WHAT NEEDS TO BE DONE>
Please count the lines in the records below that contain the word "when" and reply with that number alone.

DATASET>

↓

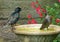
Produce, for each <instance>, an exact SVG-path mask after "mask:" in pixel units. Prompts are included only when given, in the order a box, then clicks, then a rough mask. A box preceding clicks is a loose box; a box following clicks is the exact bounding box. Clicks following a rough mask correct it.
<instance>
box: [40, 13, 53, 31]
mask: <svg viewBox="0 0 60 42" xmlns="http://www.w3.org/2000/svg"><path fill="white" fill-rule="evenodd" d="M51 22H52V17H51V16H49V15H48V14H47V13H45V17H44V21H43V23H42V26H41V28H40V30H43V29H45V28H47V29H48V27H49V25H50V24H51Z"/></svg>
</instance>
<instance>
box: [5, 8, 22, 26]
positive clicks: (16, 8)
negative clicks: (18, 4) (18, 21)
mask: <svg viewBox="0 0 60 42" xmlns="http://www.w3.org/2000/svg"><path fill="white" fill-rule="evenodd" d="M20 11H21V8H20V7H17V8H16V9H15V10H14V12H13V13H12V14H11V16H10V18H8V22H7V24H6V25H11V26H12V25H14V24H16V23H17V21H18V20H19V18H20Z"/></svg>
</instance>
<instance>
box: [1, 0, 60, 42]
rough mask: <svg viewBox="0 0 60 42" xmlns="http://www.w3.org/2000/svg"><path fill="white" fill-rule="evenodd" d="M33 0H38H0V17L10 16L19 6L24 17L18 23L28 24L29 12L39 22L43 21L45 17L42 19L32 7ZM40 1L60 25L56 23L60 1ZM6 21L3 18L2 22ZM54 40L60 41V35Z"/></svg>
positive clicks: (21, 23)
mask: <svg viewBox="0 0 60 42" xmlns="http://www.w3.org/2000/svg"><path fill="white" fill-rule="evenodd" d="M32 1H34V2H35V1H36V0H0V18H8V17H9V16H10V14H11V13H12V12H13V11H14V9H15V8H16V7H17V6H19V7H21V8H22V11H21V13H20V14H21V16H20V17H21V18H23V19H22V20H20V21H18V24H27V21H28V19H27V14H29V13H30V14H31V15H32V16H33V18H35V19H36V20H37V22H38V23H41V21H43V19H42V20H41V19H40V18H39V15H38V14H37V13H36V11H35V9H33V8H32V7H31V2H32ZM38 2H39V4H41V7H42V8H45V9H46V10H47V11H48V14H49V15H51V16H53V21H52V24H55V25H59V26H60V23H56V19H57V18H58V19H60V3H59V2H58V0H38ZM6 21H7V19H6V20H2V19H1V20H0V24H3V23H5V22H6ZM54 42H60V35H58V37H57V38H56V40H54Z"/></svg>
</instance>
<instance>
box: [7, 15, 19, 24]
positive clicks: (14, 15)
mask: <svg viewBox="0 0 60 42" xmlns="http://www.w3.org/2000/svg"><path fill="white" fill-rule="evenodd" d="M17 17H18V15H17V14H15V15H14V16H10V18H9V20H8V24H10V23H12V22H14V21H15V20H16V18H17Z"/></svg>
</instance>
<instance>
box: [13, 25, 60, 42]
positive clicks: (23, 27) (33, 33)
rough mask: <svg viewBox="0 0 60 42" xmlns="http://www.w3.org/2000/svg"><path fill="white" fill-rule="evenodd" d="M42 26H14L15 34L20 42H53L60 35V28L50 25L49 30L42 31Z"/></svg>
mask: <svg viewBox="0 0 60 42" xmlns="http://www.w3.org/2000/svg"><path fill="white" fill-rule="evenodd" d="M41 25H42V24H26V25H19V26H14V30H13V31H14V33H16V35H17V36H18V37H19V39H20V41H19V42H53V40H54V39H55V38H56V37H57V35H58V34H59V33H60V27H59V26H57V25H50V26H49V30H40V27H41Z"/></svg>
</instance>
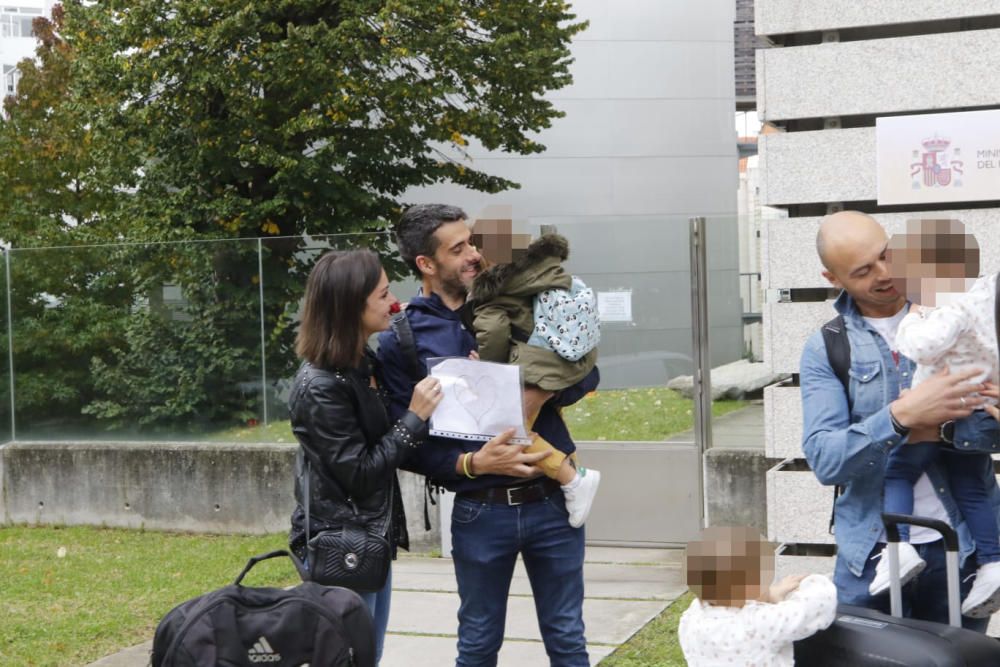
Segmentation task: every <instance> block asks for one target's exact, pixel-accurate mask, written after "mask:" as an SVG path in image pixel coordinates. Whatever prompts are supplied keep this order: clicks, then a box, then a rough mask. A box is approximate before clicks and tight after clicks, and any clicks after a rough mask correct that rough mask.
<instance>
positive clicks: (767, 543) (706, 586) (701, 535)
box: [684, 526, 774, 606]
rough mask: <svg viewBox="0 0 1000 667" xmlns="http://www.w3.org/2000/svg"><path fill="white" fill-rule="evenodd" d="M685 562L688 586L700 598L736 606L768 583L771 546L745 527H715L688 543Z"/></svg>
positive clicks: (762, 539) (762, 590) (728, 526)
mask: <svg viewBox="0 0 1000 667" xmlns="http://www.w3.org/2000/svg"><path fill="white" fill-rule="evenodd" d="M684 561H685V562H684V565H685V569H686V578H687V585H688V588H690V589H691V591H692V592H693V593H694V594H695V595H697V596H698V598H699V599H701V600H702V601H703V602H709V603H711V604H718V605H726V606H733V605H737V606H738V605H740V604H742V603H743V602H745V601H747V600H753V599H756V598H758V597H760V595H761V592H762V591H763V590H766V588H767V587H768V586H769V585H770V583H771V582H770V578H771V577H773V574H774V545H773V544H771V543H770V542H768V541H767V540H765V539H764V538H763V537H761V535H760V533H758V532H757V531H756V530H755V529H753V528H749V527H747V526H716V527H712V528H706V529H705V530H703V531H702V533H701V536H700V537H699V539H698V540H694V541H692V542H688V545H687V549H686V550H685V559H684ZM765 578H767V580H766V581H765V580H763V579H765Z"/></svg>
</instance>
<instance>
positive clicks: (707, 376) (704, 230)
mask: <svg viewBox="0 0 1000 667" xmlns="http://www.w3.org/2000/svg"><path fill="white" fill-rule="evenodd" d="M690 225H691V227H690V236H691V348H692V359H693V361H694V441H695V447H696V449H697V450H698V500H699V504H698V505H699V506H698V509H699V512H700V517H701V525H702V527H705V526H707V525H708V499H707V498H706V497H705V452H706V451H708V449H709V448H710V447H711V446H712V377H711V361H710V358H709V353H708V263H707V260H706V252H705V251H706V248H705V246H706V235H705V218H703V217H698V218H691V220H690Z"/></svg>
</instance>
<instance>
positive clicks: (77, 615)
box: [0, 527, 298, 667]
mask: <svg viewBox="0 0 1000 667" xmlns="http://www.w3.org/2000/svg"><path fill="white" fill-rule="evenodd" d="M286 539H287V536H286V535H285V534H275V535H267V536H260V537H243V536H212V535H182V534H172V533H156V532H144V531H129V530H110V529H98V528H80V527H73V528H26V527H4V528H0V582H2V583H0V665H44V666H48V665H57V666H60V667H62V666H64V665H84V664H87V663H89V662H92V661H94V660H97V659H98V658H100V657H102V656H105V655H108V654H110V653H114V652H115V651H118V650H120V649H122V648H123V647H126V646H131V645H134V644H139V643H142V642H144V641H147V640H148V639H150V638H151V637H152V636H153V631H154V630H155V628H156V624H157V623H158V622H159V620H160V618H162V617H163V615H164V614H166V612H167V611H169V610H170V609H171V608H173V607H174V606H176V605H177V604H180V603H181V602H183V601H185V600H187V599H190V598H192V597H195V596H197V595H201V594H202V593H205V592H207V591H210V590H213V589H215V588H219V587H221V586H224V585H226V584H229V583H232V580H233V579H234V578H235V577H236V575H238V574H239V573H240V570H242V569H243V566H244V565H245V564H246V561H247V559H248V558H249V557H250V556H253V555H255V554H260V553H264V552H266V551H271V550H273V549H279V548H284V546H285V544H286ZM61 548H63V549H65V552H61V551H60V549H61ZM60 553H64V555H63V556H62V557H60V556H59V554H60ZM246 581H247V583H249V584H251V585H256V586H269V585H281V586H285V585H289V584H293V583H295V582H296V581H298V577H297V575H296V574H295V569H294V568H293V567H292V565H291V562H290V561H288V560H287V559H276V560H272V561H267V562H264V563H261V564H259V565H258V566H257V567H255V568H254V570H253V571H252V572H251V573H250V574H249V575H248V576H247V579H246Z"/></svg>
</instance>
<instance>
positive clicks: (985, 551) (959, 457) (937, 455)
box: [885, 442, 1000, 565]
mask: <svg viewBox="0 0 1000 667" xmlns="http://www.w3.org/2000/svg"><path fill="white" fill-rule="evenodd" d="M934 461H940V463H941V464H942V467H943V468H944V470H945V473H946V474H947V476H948V486H950V487H951V495H952V497H954V498H955V504H956V505H958V509H959V510H960V511H961V512H962V517H963V518H964V519H965V523H966V525H967V526H968V527H969V533H970V534H971V535H972V540H973V541H974V542H975V543H976V560H977V562H978V563H979V564H980V565H985V564H986V563H994V562H997V561H1000V531H998V530H997V518H996V512H995V511H994V509H993V505H992V504H991V503H990V498H989V494H988V493H987V489H986V488H985V486H984V485H983V482H982V479H983V476H982V472H981V468H982V466H983V465H984V464H985V465H992V460H991V459H990V455H989V454H982V453H974V452H956V451H955V450H954V449H951V448H949V447H945V446H943V445H941V444H938V443H928V442H924V443H917V444H905V445H900V446H899V447H898V448H897V449H895V450H894V451H893V452H892V453H891V454H890V455H889V462H888V465H887V466H886V471H885V511H886V512H896V513H898V514H912V513H913V485H914V483H916V481H917V479H918V478H919V477H920V475H921V474H923V473H924V471H926V470H927V467H928V466H929V465H930V464H931V463H933V462H934ZM899 536H900V539H902V540H903V541H904V542H909V540H910V527H909V526H908V525H906V524H902V525H900V526H899Z"/></svg>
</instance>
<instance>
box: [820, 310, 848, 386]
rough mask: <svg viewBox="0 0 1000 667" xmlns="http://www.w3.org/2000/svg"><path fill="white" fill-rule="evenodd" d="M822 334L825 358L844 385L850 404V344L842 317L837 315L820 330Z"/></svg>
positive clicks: (843, 318)
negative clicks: (824, 349)
mask: <svg viewBox="0 0 1000 667" xmlns="http://www.w3.org/2000/svg"><path fill="white" fill-rule="evenodd" d="M820 331H821V332H822V334H823V344H824V345H825V346H826V358H827V360H828V361H829V362H830V368H832V369H833V374H834V375H836V376H837V379H838V380H840V384H842V385H844V393H846V394H847V402H848V403H850V402H851V393H850V386H851V376H850V373H849V371H850V368H851V342H850V341H849V340H848V339H847V326H846V325H845V324H844V316H843V315H837V316H836V317H835V318H833V319H832V320H830V321H829V322H827V323H826V324H824V325H823V328H822V329H820Z"/></svg>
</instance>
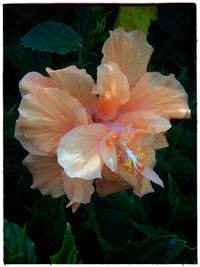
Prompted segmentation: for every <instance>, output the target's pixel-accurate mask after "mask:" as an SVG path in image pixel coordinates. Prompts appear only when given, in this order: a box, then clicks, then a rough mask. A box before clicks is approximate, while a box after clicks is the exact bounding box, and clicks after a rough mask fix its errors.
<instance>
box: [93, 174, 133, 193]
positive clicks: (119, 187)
mask: <svg viewBox="0 0 200 267" xmlns="http://www.w3.org/2000/svg"><path fill="white" fill-rule="evenodd" d="M95 184H96V190H97V193H98V195H99V196H100V197H105V196H108V195H110V194H112V193H116V192H120V191H123V190H127V189H129V188H130V186H129V185H122V184H120V183H119V182H114V181H108V180H106V179H105V178H103V179H96V181H95Z"/></svg>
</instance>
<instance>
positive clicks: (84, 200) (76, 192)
mask: <svg viewBox="0 0 200 267" xmlns="http://www.w3.org/2000/svg"><path fill="white" fill-rule="evenodd" d="M62 178H63V182H64V191H65V193H66V195H67V197H68V198H69V200H71V201H73V202H74V203H77V202H78V203H84V204H87V203H89V202H90V200H91V195H92V194H93V193H94V186H93V185H92V184H93V181H94V180H89V181H86V180H83V179H80V178H70V177H68V176H67V175H66V173H65V172H63V173H62Z"/></svg>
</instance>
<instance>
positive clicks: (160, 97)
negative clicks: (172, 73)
mask: <svg viewBox="0 0 200 267" xmlns="http://www.w3.org/2000/svg"><path fill="white" fill-rule="evenodd" d="M187 98H188V96H187V93H186V92H185V90H184V88H183V87H182V85H181V84H180V82H179V81H178V80H176V79H175V77H174V75H173V74H170V75H169V76H164V75H162V74H160V73H158V72H151V73H145V74H144V75H143V77H142V78H141V79H140V80H139V82H138V83H137V84H136V86H135V87H134V88H133V90H132V91H131V93H130V100H129V101H128V102H127V104H126V105H124V106H122V107H121V108H120V110H119V112H120V113H125V112H130V111H134V110H135V111H136V110H146V111H149V112H153V113H156V114H158V115H160V116H163V117H165V118H170V119H173V118H189V117H190V110H189V107H188V104H187Z"/></svg>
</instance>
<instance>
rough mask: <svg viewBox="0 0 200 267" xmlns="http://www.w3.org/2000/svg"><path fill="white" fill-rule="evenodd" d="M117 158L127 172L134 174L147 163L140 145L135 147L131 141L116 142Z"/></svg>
mask: <svg viewBox="0 0 200 267" xmlns="http://www.w3.org/2000/svg"><path fill="white" fill-rule="evenodd" d="M117 160H118V161H119V162H120V163H122V166H124V167H125V168H126V169H127V171H128V172H130V173H134V174H138V173H139V172H140V171H142V170H143V169H144V167H145V166H146V164H147V163H149V158H147V156H146V155H145V153H144V152H142V147H136V145H134V144H133V142H132V141H131V142H129V141H125V142H122V141H120V143H118V147H117Z"/></svg>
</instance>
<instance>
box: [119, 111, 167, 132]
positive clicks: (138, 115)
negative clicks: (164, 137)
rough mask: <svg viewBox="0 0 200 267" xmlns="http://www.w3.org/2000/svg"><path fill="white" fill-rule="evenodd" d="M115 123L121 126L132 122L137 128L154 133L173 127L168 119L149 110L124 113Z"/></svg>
mask: <svg viewBox="0 0 200 267" xmlns="http://www.w3.org/2000/svg"><path fill="white" fill-rule="evenodd" d="M114 123H115V124H116V125H119V126H122V125H125V126H126V125H128V124H131V125H132V127H133V128H135V129H137V130H142V131H143V132H146V133H152V134H156V133H160V132H164V131H167V130H168V129H169V128H170V127H171V124H170V122H169V120H168V119H166V118H163V117H161V116H159V115H157V114H154V113H151V112H147V111H132V112H127V113H124V114H122V115H120V116H119V117H118V118H117V119H116V121H115V122H114Z"/></svg>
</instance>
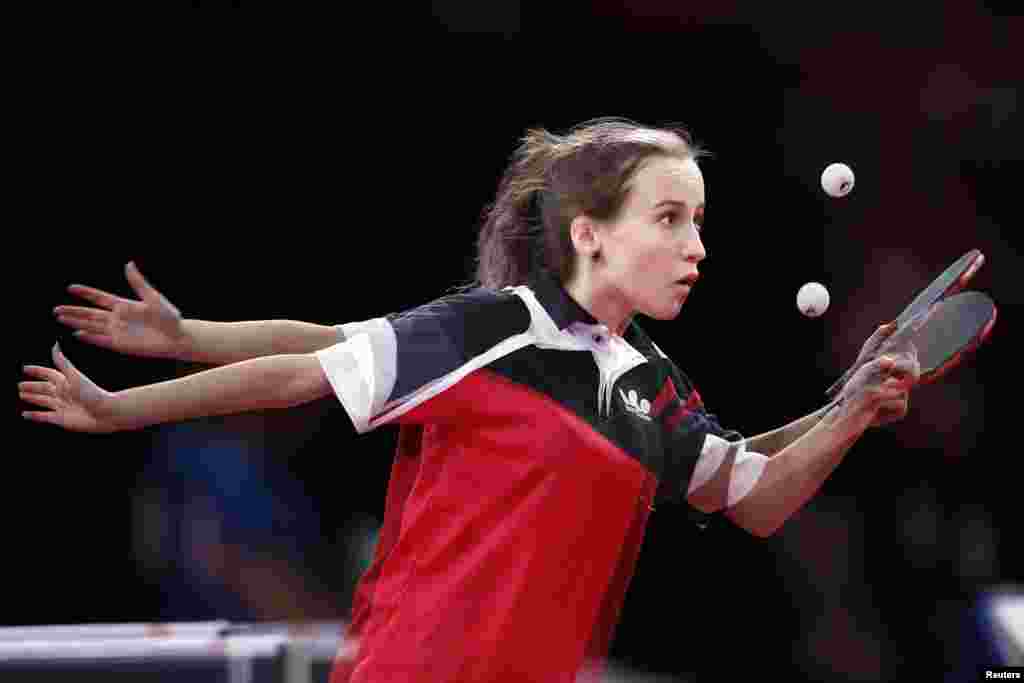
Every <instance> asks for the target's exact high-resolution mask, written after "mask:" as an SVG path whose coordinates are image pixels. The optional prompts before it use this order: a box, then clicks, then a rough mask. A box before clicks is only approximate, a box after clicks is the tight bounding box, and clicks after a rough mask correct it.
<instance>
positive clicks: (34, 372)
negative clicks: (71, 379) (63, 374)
mask: <svg viewBox="0 0 1024 683" xmlns="http://www.w3.org/2000/svg"><path fill="white" fill-rule="evenodd" d="M22 370H24V371H25V374H26V375H28V376H29V377H38V378H40V379H44V380H46V381H48V382H51V383H53V384H56V383H58V382H62V381H63V379H65V377H63V375H61V374H60V373H58V372H57V371H55V370H53V369H52V368H44V367H43V366H25V367H24V368H23V369H22Z"/></svg>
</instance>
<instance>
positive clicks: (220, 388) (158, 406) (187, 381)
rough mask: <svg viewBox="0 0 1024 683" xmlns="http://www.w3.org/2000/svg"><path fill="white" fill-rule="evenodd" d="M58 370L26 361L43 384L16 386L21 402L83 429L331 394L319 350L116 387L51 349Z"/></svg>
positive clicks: (56, 366) (102, 427) (59, 351)
mask: <svg viewBox="0 0 1024 683" xmlns="http://www.w3.org/2000/svg"><path fill="white" fill-rule="evenodd" d="M52 355H53V364H54V366H55V368H44V367H39V366H27V367H26V368H25V373H26V374H27V375H29V376H31V377H34V378H36V380H37V381H31V382H22V383H19V384H18V393H19V396H20V398H22V399H23V400H25V401H27V402H30V403H34V404H36V405H41V407H43V408H47V409H49V410H47V411H35V412H25V413H24V414H23V415H24V417H26V418H27V419H30V420H36V421H38V422H46V423H49V424H54V425H57V426H59V427H62V428H65V429H69V430H73V431H85V432H115V431H125V430H130V429H141V428H143V427H147V426H150V425H155V424H160V423H165V422H180V421H183V420H190V419H195V418H201V417H207V416H215V415H227V414H232V413H245V412H248V411H258V410H266V409H274V408H290V407H293V405H299V404H301V403H305V402H308V401H310V400H314V399H316V398H321V397H324V396H327V395H329V394H330V393H331V385H330V383H329V382H328V379H327V376H326V375H325V374H324V371H323V370H322V367H321V364H319V360H318V359H317V358H316V356H315V355H313V354H311V353H310V354H303V353H298V354H295V353H293V354H280V355H269V356H263V357H260V358H252V359H249V360H243V361H241V362H236V364H231V365H228V366H223V367H220V368H214V369H211V370H206V371H203V372H200V373H196V374H194V375H188V376H186V377H182V378H179V379H175V380H169V381H167V382H158V383H156V384H147V385H144V386H139V387H133V388H131V389H125V390H123V391H117V392H111V391H106V390H104V389H101V388H100V387H98V386H97V385H96V384H95V383H93V382H92V381H91V380H90V379H89V378H88V377H86V376H85V375H84V374H83V373H82V372H80V371H79V370H77V369H76V368H75V367H74V366H73V365H72V364H71V361H70V360H68V358H67V357H66V356H65V355H63V354H62V353H61V352H60V349H59V348H58V347H57V346H56V345H54V347H53V352H52Z"/></svg>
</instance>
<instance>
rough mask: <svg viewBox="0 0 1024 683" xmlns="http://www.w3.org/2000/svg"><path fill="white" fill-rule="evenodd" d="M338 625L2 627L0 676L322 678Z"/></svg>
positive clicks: (218, 623)
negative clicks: (117, 676)
mask: <svg viewBox="0 0 1024 683" xmlns="http://www.w3.org/2000/svg"><path fill="white" fill-rule="evenodd" d="M343 631H344V625H343V624H335V623H332V624H303V625H289V624H260V625H231V624H228V623H226V622H209V623H195V624H116V625H83V626H42V627H6V628H0V680H17V681H27V682H30V681H54V680H73V679H74V680H75V681H92V680H96V681H99V680H104V681H106V680H110V677H111V676H112V675H114V674H117V675H120V676H121V677H120V678H118V679H117V680H124V675H130V679H129V680H132V681H157V680H159V681H175V680H180V681H181V683H185V682H186V681H187V682H188V683H207V682H209V683H325V682H326V681H327V680H328V674H329V673H330V669H331V664H332V661H333V659H334V657H335V655H336V654H337V653H338V651H339V648H340V647H341V646H342V644H343V643H342V640H343Z"/></svg>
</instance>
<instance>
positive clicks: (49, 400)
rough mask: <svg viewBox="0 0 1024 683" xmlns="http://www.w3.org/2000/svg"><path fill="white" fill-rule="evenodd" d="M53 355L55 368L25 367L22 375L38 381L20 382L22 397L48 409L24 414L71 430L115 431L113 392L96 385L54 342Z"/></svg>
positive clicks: (19, 388)
mask: <svg viewBox="0 0 1024 683" xmlns="http://www.w3.org/2000/svg"><path fill="white" fill-rule="evenodd" d="M52 356H53V365H54V366H55V369H54V368H44V367H42V366H26V367H25V369H24V370H25V374H26V375H28V376H29V377H33V378H36V380H37V381H33V382H19V383H18V385H17V391H18V396H19V397H20V399H22V400H24V401H26V402H28V403H33V404H35V405H41V407H43V408H47V409H49V410H47V411H26V412H24V413H23V416H24V417H25V418H27V419H29V420H35V421H36V422H46V423H49V424H51V425H57V426H58V427H62V428H65V429H68V430H71V431H81V432H92V433H106V432H114V431H117V430H118V429H117V427H116V426H115V424H114V420H113V417H114V412H113V407H114V394H113V393H111V392H110V391H105V390H103V389H101V388H99V387H98V386H96V384H95V383H93V382H92V380H90V379H89V378H88V377H86V376H85V375H83V374H82V373H81V372H80V371H79V370H77V369H76V368H75V367H74V366H73V365H71V361H70V360H68V358H67V357H65V355H63V353H61V352H60V348H59V346H57V345H56V344H54V345H53V349H52Z"/></svg>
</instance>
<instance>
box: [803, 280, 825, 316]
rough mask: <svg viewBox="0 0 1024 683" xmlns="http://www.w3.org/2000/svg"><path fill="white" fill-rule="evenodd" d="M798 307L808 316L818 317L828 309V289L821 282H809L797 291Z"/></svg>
mask: <svg viewBox="0 0 1024 683" xmlns="http://www.w3.org/2000/svg"><path fill="white" fill-rule="evenodd" d="M797 308H799V309H800V312H801V313H803V314H804V315H806V316H807V317H817V316H818V315H820V314H821V313H823V312H825V311H826V310H828V290H826V289H825V288H824V285H822V284H821V283H807V284H806V285H804V286H803V287H801V288H800V291H799V292H797Z"/></svg>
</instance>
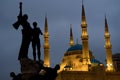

↑

WRITTEN ANSWER>
2